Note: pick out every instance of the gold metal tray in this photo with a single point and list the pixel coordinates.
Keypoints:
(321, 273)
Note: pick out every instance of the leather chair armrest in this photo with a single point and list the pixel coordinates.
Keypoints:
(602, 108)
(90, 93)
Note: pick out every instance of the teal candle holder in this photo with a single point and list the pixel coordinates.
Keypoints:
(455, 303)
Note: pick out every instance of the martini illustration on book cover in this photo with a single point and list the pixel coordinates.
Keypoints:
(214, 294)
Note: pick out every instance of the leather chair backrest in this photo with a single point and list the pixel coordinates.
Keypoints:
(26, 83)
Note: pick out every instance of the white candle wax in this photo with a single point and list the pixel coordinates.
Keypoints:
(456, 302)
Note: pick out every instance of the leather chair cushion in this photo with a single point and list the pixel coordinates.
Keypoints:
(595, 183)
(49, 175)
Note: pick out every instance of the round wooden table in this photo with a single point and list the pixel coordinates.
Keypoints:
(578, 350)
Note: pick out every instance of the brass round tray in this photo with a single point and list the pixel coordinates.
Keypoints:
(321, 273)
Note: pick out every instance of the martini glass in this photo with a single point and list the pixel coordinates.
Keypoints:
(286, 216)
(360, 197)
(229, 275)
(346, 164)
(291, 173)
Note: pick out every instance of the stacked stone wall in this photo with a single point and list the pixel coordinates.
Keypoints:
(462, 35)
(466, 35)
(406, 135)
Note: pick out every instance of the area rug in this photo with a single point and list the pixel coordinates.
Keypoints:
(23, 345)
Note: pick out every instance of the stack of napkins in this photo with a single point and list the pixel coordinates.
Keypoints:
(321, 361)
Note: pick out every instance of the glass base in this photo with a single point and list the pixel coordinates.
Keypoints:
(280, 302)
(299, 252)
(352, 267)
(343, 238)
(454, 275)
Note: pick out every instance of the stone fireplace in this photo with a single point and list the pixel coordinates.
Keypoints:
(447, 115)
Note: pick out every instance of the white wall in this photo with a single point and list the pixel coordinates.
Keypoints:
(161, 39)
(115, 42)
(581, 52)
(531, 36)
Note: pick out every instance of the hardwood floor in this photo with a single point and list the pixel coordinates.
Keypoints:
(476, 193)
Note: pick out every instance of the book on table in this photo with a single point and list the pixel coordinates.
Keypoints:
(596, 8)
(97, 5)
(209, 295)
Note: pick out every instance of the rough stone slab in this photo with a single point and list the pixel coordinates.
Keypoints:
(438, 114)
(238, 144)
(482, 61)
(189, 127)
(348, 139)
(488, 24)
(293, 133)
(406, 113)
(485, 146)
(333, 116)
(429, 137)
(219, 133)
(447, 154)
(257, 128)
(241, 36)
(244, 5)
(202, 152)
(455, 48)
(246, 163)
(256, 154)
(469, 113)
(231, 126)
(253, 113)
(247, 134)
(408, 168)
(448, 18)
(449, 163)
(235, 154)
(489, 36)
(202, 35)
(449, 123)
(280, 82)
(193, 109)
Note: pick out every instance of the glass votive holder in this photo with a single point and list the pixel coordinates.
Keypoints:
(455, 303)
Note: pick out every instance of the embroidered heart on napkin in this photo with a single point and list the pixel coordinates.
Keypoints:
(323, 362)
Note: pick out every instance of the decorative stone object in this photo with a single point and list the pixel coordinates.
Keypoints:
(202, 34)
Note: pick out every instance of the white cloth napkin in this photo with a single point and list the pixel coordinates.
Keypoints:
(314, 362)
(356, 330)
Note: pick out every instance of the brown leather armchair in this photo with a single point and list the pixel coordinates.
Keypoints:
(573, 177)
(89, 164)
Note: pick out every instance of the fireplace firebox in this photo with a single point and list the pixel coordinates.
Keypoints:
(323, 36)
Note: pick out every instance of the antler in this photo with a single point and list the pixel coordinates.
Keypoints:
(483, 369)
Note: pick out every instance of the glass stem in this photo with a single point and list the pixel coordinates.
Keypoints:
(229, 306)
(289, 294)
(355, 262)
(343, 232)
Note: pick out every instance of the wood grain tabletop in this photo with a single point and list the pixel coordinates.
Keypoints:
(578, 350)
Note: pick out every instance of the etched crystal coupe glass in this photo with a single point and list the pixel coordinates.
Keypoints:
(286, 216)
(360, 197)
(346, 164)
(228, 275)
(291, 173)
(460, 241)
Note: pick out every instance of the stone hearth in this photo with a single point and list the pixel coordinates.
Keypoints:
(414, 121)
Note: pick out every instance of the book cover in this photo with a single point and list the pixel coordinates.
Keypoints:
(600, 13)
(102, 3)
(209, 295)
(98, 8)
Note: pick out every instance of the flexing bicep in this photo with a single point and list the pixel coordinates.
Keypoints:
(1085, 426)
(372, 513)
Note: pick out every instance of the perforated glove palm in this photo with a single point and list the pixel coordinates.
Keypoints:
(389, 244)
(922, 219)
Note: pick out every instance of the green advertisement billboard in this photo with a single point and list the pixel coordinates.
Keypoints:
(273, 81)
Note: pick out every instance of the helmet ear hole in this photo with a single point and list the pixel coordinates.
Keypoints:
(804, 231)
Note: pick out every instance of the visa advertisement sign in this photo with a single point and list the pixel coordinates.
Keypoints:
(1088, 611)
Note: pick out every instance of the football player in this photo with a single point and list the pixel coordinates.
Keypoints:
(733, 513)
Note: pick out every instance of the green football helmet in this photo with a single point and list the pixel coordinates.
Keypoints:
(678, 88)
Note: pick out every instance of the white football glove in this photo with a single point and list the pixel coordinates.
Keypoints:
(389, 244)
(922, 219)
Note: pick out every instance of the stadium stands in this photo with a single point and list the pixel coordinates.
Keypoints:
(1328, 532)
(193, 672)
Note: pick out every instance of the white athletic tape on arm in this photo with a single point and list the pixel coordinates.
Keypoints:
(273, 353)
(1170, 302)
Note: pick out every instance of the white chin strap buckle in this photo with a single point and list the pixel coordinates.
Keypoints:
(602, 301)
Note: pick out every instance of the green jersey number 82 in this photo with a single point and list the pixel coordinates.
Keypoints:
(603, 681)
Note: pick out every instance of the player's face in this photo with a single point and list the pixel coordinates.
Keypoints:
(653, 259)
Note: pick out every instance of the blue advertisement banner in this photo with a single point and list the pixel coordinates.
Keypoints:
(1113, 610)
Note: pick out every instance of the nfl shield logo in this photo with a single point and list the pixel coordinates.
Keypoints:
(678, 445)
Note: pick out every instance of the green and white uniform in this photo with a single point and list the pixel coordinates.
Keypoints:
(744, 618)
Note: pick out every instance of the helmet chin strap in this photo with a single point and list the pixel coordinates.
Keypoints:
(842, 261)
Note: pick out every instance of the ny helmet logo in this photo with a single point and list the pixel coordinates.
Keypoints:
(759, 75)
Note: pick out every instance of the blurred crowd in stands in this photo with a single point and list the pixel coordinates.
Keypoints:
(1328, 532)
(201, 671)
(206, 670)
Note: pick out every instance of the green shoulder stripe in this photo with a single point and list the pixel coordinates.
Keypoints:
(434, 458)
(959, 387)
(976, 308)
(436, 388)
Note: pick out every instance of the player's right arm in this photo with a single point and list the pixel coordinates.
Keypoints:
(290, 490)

Work to be completed
All the entries above need to be reproduced exactly.

Response to the task
Note: pick out every instance of the gold metal tray in this photo with a single point and list the pixel coordinates.
Keypoints:
(321, 273)
Note: pick out every instance of the leather chair armrest in this photo with a single point and list the pixel coordinates.
Keypoints:
(602, 108)
(90, 93)
Note: pick out every instance of the teal candle holder in this photo with a single point and list the pixel coordinates.
Keypoints:
(455, 303)
Note: pick out every instance of the martini illustration on book cover in this photo with a single point and list the pixel coordinates.
Keypoints:
(214, 294)
Note: pick out every instance of the leather chair backrest in this photo with a single point and list the pixel coordinates.
Keypoints:
(26, 83)
Note: pick out every instance of the white candle wax in this photo with a single point and list the pixel coordinates.
Keypoints:
(456, 302)
Note: pick out every instance of the leather chair cushion in this photo with a single point and list the pixel coordinates.
Keypoints:
(595, 183)
(49, 175)
Note: pick out every instance of the round wooden table in this photo with a single point and list the pixel coordinates.
Keypoints:
(578, 350)
Note: pick out every instance of the brass round tray in this photo with a single point and list the pixel coordinates.
Keypoints:
(321, 273)
Note: pick out every instance of the martini glass in this photo with a single point and list the pixel coordinates.
Keypoints:
(286, 216)
(360, 197)
(229, 275)
(346, 164)
(291, 173)
Note: pick out every instance of the stacked stone wall in this photo with a single point and list the pixel coordinates.
Keypoints:
(462, 35)
(466, 35)
(406, 135)
Note: pick out every instance of the area rug in this photo with a single point and list the pixel coordinates.
Keypoints:
(23, 345)
Note: pick out every instance of the stack of napkins in this photo with a single point and list the pixel coordinates.
Keypoints:
(321, 361)
Note: pick out every instance of the glass base in this photo with a single point and list the pixel coordinates.
Keypoints:
(280, 302)
(299, 252)
(352, 267)
(343, 238)
(454, 275)
Note: pick out every instance of the stone fireplace in this photo with a single point and list the pixel coordinates.
Keypoints:
(447, 115)
Note: pick out every instance of the white wall in this photo with a single point and list the pixel coordinates.
Keypoints:
(161, 39)
(115, 42)
(581, 52)
(531, 36)
Note: pick out every instance of the hardwood floor in this photo with a single point and list the pixel coordinates.
Keypoints:
(476, 193)
Note: pick out every instance of the book on table in this photo with a single point and list the pixel coordinates.
Keypoints:
(596, 8)
(97, 5)
(209, 295)
Note: pick out every instance of the rough stone slab in this photo with a single point and list the pixel coordinates.
Keypoints:
(438, 114)
(238, 144)
(482, 61)
(189, 127)
(348, 139)
(488, 24)
(293, 133)
(406, 113)
(485, 146)
(333, 116)
(429, 137)
(219, 133)
(447, 154)
(257, 128)
(241, 36)
(244, 5)
(202, 152)
(455, 48)
(246, 163)
(256, 154)
(469, 113)
(231, 126)
(253, 113)
(247, 134)
(408, 168)
(448, 18)
(449, 163)
(235, 154)
(489, 36)
(202, 35)
(449, 123)
(280, 82)
(193, 109)
Note: pick out every instance of the glass votive holder in this photo with a single point and list the pixel coordinates.
Keypoints:
(455, 303)
Note: pick out every instance of the embroidered heart on napkin in this photo with a single point and list the pixel coordinates.
Keypoints:
(323, 362)
Note: pick out every instance of the decorative stone object in this photo with a single point and list the pixel coordinates.
Keypoints:
(202, 34)
Note: pick out every instance of the white cloth napkin in this photo with a single point and list the pixel coordinates.
Keypoints:
(314, 362)
(356, 330)
Note: pick out every instance of the brown leather armchair in this photo with a single point and list the pixel coordinates.
Keypoints:
(573, 177)
(89, 164)
Note: pick out every instance of the fireplace firebox in this photo with a single point and list the pixel coordinates.
Keypoints:
(323, 36)
Note: pick out every instance of the antler in this photo with a single point and list the pixel coordinates.
Keypoints:
(483, 369)
Note: pick out every instance of the glass stem in this photo with a single point and list the pixel coordinates.
Keypoints:
(229, 306)
(289, 294)
(355, 262)
(343, 232)
Note: pick out every instance of the wood grain tabletop in this photo with a single point and list the pixel coordinates.
Keypoints:
(578, 350)
Note: pick out every instance of the etched crystal coupe glass in this photo with a single point and list the pixel coordinates.
Keypoints:
(286, 216)
(360, 197)
(346, 164)
(228, 275)
(291, 173)
(460, 241)
Note: pick out every instance of the stone hearth in this photo with a single point and list the pixel coordinates.
Keypoints:
(414, 121)
Note: pick out every instance of the book cover in this photo with a single point and list the pixel coordinates.
Keypoints:
(600, 13)
(102, 3)
(209, 295)
(98, 8)
Note: pick out every instance of the flexing bicep in this photo with a single point and list the pixel coordinates.
Keypoints:
(1085, 426)
(372, 513)
Note: pick out every instance of the perforated glove palm in this photo with a single point and list the pixel coordinates.
Keypoints:
(389, 244)
(922, 219)
Note: pick out every instance of the green advertisement billboard in this photo with a single point and list the pixel coordinates.
Keypoints:
(273, 81)
Note: pick out every instance of the helmet ear hole in this photo with a single point and list the pixel coordinates.
Keypoints:
(804, 231)
Note: pick out every instance of the visa advertisement sign in this photo with a single point and list the pixel coordinates.
Keypoints:
(1088, 611)
Note: pick out every instance of the football player in this photo with a single point and list the pixel coordinates.
Keypoints:
(733, 513)
Note: pick out every instance of the green football helmet in this photo with a single point and list the pixel coordinates.
Keypoints:
(678, 88)
Note: pick out every instance of the white football glove in this photo with a single point and list the pixel coordinates.
Keypoints:
(389, 244)
(922, 219)
Note: pick out every instance of the stadium stands in this photo with a single point and list the pixel coordinates.
Keypoints:
(1328, 532)
(193, 672)
Note: pick out every instance of the white athletic tape on arm in this photo with a single point and list the pixel coordinates.
Keypoints:
(273, 353)
(1170, 302)
Note: pick out every instance of the white chin strap buckle in this photo with a single point and list the pixel coordinates.
Keypoints:
(602, 301)
Note: pick out every instance of the green jersey number 82 in this photo with a single point and list the pixel coordinates.
Keypoints:
(603, 681)
Note: pick out every instance of the player's face in this photo with a single point and list the pixel coordinates.
Keypoints:
(653, 259)
Note: pick out every instance of the blue advertisement banner in this photo with a single point and list the pixel coordinates.
Keypoints:
(1113, 610)
Note: pick out every instance of the nfl shield logo in this photo with a single point and list the pixel coordinates.
Keypoints:
(678, 445)
Note: pick out every instance of the green and white uniform in this photo with a single point and list the pixel coordinates.
Keypoints:
(744, 618)
Note: pick out every instance of the helmet chin strap in this photo with a single point and list the pixel coordinates.
Keypoints:
(842, 261)
Note: pick out every instance of the ny helmet logo in this photo with a single point and list the pixel coordinates.
Keypoints:
(759, 75)
Note: pick out every instance of the blurred crowd in stands in this photo with a single point and list the pixel coordinates.
Keypoints:
(1328, 532)
(201, 671)
(206, 670)
Note: pick out every instance of the green shoulder stripe in this photo with a single point and list the pixel coordinates.
Keypoints:
(434, 458)
(959, 387)
(976, 308)
(436, 388)
Note: pick out every instance of the player's right arm in this photo with a single point and list the pixel coordinates.
Keypoints:
(290, 490)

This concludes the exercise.